Source text:
»»

Reactions to today’s water news.

Posting one-liner responses to the news of the day is totally cheap, isn’t it?  I’ll write more thoroughly about that LHC study in a bit, but for now, I can’t help myself.

An editorial in today’s Silicon Valley Mercury News is all crazy talk about ocean-shipping water.  I’ll let rising costs of oil speak for themselves, although now I am intrigued by the idea of a third kind of ports: container, bulk and … canal ports?  It would make Northern California’s talk about “area of origin” rights look tame.  One has only to read the comments in any SacBee water story to see that people would far rather stop exporting water than become conscientious about their own water use.  Whatever.  I didn’t mean to give a substantive evaluation.  I was going to chat about a side point.   The editorial says:

Our challenge is to not only conserve more and clean up the polluted water we have, but also to transfer large amounts of water from areas that enjoy surplus resources, such as Russia, Canada, Alaska and northern Europe, to areas that face long-term scarcity, like California.

««

The task: Repeat the water news post word for word, from start to finish. The records that come next have no connection to the water news post.

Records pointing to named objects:
»»

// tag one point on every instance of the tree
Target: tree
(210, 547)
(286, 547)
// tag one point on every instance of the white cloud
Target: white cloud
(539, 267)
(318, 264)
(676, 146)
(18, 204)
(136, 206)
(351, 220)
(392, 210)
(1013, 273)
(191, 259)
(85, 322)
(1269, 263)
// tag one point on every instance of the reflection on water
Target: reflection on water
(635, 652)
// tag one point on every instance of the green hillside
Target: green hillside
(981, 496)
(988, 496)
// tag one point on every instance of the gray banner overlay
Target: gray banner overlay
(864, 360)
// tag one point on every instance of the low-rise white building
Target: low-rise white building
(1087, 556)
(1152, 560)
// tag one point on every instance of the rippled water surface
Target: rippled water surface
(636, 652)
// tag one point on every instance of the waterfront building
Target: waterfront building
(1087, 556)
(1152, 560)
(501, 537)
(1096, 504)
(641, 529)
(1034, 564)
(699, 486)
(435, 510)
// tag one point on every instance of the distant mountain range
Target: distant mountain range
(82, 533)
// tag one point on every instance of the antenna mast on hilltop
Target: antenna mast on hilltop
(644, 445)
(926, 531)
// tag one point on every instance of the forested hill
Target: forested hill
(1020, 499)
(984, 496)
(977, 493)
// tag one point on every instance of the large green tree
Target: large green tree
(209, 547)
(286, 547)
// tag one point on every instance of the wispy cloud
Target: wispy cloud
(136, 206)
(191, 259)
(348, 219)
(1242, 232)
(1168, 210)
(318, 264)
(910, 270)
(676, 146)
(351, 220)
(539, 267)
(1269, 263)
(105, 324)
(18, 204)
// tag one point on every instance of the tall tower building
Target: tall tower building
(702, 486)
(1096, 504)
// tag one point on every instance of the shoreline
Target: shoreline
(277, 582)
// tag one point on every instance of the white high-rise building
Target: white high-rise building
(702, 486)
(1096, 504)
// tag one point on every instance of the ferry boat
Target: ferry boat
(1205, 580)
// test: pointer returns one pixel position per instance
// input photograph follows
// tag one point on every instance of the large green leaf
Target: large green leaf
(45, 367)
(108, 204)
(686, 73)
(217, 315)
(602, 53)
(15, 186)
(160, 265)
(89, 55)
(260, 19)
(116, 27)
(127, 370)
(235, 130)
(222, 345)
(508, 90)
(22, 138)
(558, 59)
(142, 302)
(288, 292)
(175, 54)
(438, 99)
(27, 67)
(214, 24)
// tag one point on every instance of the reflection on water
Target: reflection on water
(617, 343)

««

Solution for this problem:
Reactions to today’s water news.

Posting one-liner responses to the news of the day is totally cheap, isn’t it?  I’ll write more thoroughly about that LHC study in a bit, but for now, I can’t help myself.

An editorial in today’s Silicon Valley Mercury News is all crazy talk about ocean-shipping water.  I’ll let rising costs of oil speak for themselves, although now I am intrigued by the idea of a third kind of ports: container, bulk and … canal ports?  It would make Northern California’s talk about “area of origin” rights look tame.  One has only to read the comments in any SacBee water story to see that people would far rather stop exporting water than become conscientious about their own water use.  Whatever.  I didn’t mean to give a substantive evaluation.  I was going to chat about a side point.   The editorial says:

Our challenge is to not only conserve more and clean up the polluted water we have, but also to transfer large amounts of water from areas that enjoy surplus resources, such as Russia, Canada, Alaska and northern Europe, to areas that face long-term scarcity, like California.